**DIRECTIVE**. Carry on the passage about how employers may end employment under Austrian labor law, picking up after its final sentence.

**DOCUMENT SECTION**.
::::

Austrian labour law provides three possibilities of termination of employment by the employer:
- (ordinary) termination by providing notice (Arbeitgeber-Kündigung)
- mutual termination (einvernehmliche Auflösung)
- dismissal (immediate termination for cause without notice period – Entlassung)
An important distinction in terms of the termination possibilities must be made between employments of indefinite duration and fixed-term employments . While employments of indefinite duration can be terminated in all three available forms, fixed-term employment contracts can be terminated prematurely only by consent or by dismissal for good cause (unless provided differently in the individual employment contract). A fixed-term contract ends automatically through expiration of the term at the date fixed in the employment contract. If the employee continues to work beyond the date on which the contract is to end with the employer's consent and if a new term is not agreed, the contract of employment becomes one of indefinite duration. It is therefore very important to monitor the termination date of fixed-term employments and send a written notice that services are not requested by the employer beyond that date, if the relationship is to be discontinued.
Special rules exist with respect to termination during a validly agreed upon trial period. During the trial period, either party can terminate the employment without cause and without observing any special periods or dates of notice. Such trial periods can, however, only be validly agreed upon for periods not exceeding one month.
Procedures For Terminating the Agreement
Where 5 or more employees are to be dismissed within one month, the regional employment bureau has to be informed at least 30 days before notice is given (Kündigungsfrühwarnsystem) .
If a works council exists, it has to be informed before any termination and can give an opinion within one week. If the works council disagrees with the termination or does not give an opinion, either the works council or the affected employee can appeal against the termination at the Labour and Social Court. If the works council agrees, only the affected employee can appeal against the termination. An appeal against termination is only possible for certain reasons (for example if the termination of the employment contract is not in accordance with the social employment rules concerning elder employees).
An employer can terminate the employment relationship by dismissal where there are serious grounds, such as misappropriation, corruption, incapability, competing against the employer or violence against the employer, his relatives or other employees.

::::

**DATA ENTRIES**.
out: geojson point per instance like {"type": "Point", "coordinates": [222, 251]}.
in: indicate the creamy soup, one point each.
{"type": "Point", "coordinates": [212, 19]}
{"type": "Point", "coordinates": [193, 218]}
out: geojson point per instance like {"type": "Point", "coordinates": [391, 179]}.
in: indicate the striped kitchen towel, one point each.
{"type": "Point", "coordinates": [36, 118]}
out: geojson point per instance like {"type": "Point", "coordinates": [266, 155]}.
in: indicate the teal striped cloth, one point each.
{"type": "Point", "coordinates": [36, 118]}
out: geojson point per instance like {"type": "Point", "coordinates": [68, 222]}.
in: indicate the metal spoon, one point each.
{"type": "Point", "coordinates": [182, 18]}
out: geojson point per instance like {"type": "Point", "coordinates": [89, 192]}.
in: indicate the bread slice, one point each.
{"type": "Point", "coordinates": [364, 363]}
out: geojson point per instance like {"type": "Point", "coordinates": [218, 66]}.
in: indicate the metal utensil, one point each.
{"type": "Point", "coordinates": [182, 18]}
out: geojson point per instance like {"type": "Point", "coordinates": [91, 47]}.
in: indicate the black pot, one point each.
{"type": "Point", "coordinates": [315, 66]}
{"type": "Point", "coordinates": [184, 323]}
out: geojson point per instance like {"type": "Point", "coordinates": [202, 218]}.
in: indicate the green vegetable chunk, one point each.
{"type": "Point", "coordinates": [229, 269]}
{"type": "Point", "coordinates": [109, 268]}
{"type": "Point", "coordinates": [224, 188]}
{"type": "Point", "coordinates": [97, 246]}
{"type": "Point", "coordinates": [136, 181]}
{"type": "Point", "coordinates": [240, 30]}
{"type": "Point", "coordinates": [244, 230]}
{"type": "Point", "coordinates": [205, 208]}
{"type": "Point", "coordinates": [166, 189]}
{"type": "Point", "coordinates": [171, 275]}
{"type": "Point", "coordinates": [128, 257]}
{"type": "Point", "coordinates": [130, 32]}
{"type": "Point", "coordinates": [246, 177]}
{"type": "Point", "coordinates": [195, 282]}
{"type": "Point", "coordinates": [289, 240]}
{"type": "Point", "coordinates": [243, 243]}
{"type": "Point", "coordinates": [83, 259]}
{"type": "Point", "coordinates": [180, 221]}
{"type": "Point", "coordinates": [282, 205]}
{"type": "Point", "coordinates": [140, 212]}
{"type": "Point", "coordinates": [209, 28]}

::::

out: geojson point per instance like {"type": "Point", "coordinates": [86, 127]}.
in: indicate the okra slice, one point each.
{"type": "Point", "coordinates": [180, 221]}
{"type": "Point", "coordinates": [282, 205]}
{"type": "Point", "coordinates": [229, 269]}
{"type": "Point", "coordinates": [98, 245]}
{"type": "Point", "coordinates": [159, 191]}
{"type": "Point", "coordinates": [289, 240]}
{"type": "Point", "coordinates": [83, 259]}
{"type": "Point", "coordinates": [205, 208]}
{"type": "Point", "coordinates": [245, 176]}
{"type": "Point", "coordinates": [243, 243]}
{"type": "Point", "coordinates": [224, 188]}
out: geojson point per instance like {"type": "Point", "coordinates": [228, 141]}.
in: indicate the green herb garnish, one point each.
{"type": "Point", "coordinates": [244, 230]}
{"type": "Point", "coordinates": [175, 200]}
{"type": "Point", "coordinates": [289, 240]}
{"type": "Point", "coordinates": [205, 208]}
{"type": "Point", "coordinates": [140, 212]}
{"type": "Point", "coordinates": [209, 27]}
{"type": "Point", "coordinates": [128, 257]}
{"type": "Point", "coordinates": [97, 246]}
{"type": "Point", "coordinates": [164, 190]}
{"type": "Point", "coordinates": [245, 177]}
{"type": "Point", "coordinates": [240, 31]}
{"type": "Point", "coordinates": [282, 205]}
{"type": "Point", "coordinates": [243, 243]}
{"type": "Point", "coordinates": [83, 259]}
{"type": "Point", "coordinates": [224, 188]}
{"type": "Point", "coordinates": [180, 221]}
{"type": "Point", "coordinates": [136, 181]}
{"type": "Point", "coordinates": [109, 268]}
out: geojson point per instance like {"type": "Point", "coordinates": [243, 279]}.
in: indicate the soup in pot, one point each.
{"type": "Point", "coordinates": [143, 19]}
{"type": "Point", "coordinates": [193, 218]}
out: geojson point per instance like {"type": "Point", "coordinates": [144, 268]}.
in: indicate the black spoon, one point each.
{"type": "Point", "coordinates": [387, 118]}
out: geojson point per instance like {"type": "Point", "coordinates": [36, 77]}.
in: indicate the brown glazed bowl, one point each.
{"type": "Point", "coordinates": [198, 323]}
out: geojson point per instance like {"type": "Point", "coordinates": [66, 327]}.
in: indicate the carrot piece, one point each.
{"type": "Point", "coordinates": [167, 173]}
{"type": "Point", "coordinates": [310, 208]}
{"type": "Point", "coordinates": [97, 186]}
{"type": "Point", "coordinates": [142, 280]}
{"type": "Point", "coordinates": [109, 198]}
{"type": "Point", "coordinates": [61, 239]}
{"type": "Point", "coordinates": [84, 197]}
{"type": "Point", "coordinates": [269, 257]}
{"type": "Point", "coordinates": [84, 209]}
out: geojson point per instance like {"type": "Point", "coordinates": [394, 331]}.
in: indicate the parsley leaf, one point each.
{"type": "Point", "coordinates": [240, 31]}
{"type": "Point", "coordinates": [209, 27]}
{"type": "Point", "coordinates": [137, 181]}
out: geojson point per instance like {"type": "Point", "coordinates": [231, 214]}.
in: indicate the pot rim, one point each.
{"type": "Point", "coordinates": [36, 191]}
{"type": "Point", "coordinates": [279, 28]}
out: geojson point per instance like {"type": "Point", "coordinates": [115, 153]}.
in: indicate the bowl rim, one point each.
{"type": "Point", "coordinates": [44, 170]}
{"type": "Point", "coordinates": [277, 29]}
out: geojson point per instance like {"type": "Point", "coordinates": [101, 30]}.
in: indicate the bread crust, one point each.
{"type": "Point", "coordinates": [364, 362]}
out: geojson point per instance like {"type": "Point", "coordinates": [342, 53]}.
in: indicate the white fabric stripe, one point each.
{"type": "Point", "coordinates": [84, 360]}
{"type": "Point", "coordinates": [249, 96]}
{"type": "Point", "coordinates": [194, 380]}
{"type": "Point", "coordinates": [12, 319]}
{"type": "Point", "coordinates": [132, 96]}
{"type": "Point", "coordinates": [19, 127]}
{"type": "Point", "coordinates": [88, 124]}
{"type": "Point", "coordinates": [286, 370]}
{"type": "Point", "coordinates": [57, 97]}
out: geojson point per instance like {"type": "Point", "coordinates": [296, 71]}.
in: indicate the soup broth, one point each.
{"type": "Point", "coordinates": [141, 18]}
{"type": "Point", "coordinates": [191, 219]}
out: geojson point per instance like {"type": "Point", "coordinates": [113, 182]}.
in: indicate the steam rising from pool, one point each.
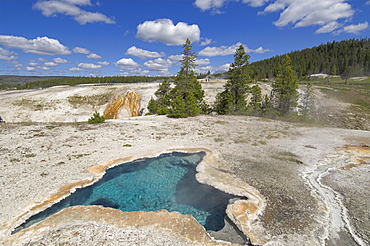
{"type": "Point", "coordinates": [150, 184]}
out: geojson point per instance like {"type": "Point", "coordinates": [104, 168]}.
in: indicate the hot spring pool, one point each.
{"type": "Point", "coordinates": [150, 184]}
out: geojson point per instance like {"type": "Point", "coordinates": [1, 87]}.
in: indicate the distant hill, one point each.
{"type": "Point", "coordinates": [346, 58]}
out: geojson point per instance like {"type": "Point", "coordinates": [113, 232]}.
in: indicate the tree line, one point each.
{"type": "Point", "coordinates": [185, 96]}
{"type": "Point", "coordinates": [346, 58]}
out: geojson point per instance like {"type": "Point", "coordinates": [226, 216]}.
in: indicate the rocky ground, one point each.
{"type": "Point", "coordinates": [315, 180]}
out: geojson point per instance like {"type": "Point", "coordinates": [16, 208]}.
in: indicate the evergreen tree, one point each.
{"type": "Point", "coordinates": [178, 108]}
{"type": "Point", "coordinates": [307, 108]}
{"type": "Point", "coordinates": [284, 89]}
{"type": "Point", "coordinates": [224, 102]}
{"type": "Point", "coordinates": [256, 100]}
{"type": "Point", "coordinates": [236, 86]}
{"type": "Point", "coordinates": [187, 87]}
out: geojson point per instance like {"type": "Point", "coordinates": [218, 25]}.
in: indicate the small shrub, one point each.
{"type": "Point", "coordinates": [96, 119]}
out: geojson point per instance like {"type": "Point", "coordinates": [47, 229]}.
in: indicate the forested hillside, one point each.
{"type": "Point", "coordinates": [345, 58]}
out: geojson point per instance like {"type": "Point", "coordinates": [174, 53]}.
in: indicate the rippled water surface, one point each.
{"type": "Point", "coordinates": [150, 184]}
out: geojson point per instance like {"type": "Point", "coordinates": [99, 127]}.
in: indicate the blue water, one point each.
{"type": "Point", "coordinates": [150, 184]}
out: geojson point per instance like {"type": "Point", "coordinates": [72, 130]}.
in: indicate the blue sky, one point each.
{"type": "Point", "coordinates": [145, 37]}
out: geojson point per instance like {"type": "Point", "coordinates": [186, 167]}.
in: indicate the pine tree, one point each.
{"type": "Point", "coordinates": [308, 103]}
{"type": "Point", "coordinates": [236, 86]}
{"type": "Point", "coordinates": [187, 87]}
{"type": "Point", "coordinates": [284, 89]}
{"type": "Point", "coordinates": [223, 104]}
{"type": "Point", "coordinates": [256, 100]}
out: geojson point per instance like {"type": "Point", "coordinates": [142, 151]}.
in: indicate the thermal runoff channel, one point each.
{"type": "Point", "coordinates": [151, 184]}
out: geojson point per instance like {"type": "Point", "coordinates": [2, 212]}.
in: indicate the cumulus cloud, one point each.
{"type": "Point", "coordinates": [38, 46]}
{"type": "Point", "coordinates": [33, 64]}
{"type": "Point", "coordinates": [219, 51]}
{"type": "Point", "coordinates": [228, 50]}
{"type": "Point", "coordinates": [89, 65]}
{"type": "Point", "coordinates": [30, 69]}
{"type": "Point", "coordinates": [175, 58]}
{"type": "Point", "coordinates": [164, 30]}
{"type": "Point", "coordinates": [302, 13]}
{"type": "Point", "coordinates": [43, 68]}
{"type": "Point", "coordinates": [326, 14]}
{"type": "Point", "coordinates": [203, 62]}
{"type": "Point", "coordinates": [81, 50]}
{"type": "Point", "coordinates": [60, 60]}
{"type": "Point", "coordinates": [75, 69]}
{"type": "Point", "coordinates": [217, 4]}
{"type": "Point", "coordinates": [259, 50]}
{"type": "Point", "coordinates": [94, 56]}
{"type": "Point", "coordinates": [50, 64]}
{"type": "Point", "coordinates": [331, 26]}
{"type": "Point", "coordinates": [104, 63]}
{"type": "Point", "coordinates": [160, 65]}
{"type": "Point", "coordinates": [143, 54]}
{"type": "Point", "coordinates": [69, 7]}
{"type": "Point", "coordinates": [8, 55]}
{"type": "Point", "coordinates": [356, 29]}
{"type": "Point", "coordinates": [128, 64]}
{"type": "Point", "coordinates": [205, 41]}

::::

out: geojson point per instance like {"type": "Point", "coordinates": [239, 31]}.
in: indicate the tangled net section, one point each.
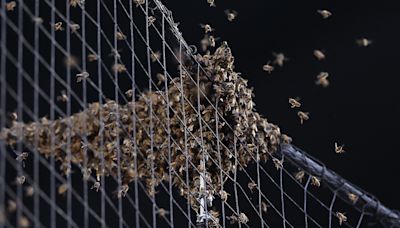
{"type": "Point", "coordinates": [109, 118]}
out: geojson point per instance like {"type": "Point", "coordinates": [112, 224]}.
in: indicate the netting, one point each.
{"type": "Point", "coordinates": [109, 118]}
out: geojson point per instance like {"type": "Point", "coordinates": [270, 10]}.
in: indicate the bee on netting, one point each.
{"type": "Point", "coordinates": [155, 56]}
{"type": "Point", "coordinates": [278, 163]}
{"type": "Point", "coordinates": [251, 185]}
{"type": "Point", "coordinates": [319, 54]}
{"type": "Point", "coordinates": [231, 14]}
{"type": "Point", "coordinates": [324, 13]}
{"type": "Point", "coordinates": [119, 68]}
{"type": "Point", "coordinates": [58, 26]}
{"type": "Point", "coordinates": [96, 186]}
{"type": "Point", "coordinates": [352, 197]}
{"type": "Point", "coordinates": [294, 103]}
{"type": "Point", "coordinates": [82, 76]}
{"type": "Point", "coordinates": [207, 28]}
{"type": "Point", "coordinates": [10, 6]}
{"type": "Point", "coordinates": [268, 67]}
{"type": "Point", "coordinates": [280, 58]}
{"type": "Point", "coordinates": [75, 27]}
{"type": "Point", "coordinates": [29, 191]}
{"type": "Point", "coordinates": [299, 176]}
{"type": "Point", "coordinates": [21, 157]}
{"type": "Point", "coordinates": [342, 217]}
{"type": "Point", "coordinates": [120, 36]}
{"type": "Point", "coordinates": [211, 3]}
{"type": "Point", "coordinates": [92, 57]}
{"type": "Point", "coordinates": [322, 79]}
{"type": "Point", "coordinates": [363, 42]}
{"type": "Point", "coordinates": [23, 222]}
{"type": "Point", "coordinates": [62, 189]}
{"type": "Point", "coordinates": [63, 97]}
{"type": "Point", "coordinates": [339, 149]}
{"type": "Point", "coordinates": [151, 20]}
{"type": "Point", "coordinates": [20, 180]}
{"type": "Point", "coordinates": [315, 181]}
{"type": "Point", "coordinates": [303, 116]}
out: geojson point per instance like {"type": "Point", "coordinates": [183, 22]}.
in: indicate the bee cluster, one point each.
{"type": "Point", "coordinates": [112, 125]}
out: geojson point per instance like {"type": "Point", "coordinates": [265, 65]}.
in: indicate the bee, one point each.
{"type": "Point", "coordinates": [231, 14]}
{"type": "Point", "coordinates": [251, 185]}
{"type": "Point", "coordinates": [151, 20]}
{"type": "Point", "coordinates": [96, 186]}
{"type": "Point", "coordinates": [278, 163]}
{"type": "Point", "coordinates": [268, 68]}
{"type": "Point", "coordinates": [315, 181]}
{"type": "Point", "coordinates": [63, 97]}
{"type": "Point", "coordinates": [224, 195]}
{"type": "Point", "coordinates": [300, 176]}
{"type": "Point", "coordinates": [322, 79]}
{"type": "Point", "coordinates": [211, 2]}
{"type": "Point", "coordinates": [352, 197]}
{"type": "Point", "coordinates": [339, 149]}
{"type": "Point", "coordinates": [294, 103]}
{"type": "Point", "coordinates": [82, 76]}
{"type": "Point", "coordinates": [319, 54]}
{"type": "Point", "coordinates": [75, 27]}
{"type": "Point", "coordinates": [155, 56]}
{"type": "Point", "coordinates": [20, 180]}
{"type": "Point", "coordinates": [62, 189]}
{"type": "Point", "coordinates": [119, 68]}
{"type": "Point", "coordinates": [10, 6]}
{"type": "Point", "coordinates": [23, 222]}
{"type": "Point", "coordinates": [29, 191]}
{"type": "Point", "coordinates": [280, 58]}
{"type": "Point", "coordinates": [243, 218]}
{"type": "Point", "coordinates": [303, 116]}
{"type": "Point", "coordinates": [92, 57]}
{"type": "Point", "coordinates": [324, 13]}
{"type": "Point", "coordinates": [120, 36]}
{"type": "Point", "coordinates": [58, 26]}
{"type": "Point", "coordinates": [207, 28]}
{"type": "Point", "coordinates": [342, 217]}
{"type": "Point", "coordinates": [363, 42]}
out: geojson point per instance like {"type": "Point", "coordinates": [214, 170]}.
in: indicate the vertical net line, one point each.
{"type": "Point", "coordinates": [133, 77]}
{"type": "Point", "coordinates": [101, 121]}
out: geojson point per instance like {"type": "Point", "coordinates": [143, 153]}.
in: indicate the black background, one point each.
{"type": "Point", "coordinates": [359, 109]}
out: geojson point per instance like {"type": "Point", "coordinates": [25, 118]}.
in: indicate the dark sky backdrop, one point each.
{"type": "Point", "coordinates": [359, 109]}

::::

**REPLY**.
The employee can appeal against such a dismissal at the Labour and Social Court. Even if the employee succeeds with his appeal, the employment relationship is still terminated. However, in that case the employer will be required to pay the amount it would have had to pay when acting in compliance with the appropriate notice period.
The Employment Act contains specific provisions on immediate termination. Section 26 of the Employment Act provides that the employee is entitled to immediately terminate the employment particularly in the following instances:
- if the employee becomes physically (or mentally) incapable of continuing work or cannot continue his service without damaging his health;
- if the employer does not pay its salary properly or violates other essential obligations of the employment contract;
- if the employer does not comply with its occupational safety and health obligations; or
- if the employer commits an act of violence, an immoral act, or makes severe insults against the employee or his relatives, or the employer does not protect the employee against such acts committed by other employees or relatives of the employer.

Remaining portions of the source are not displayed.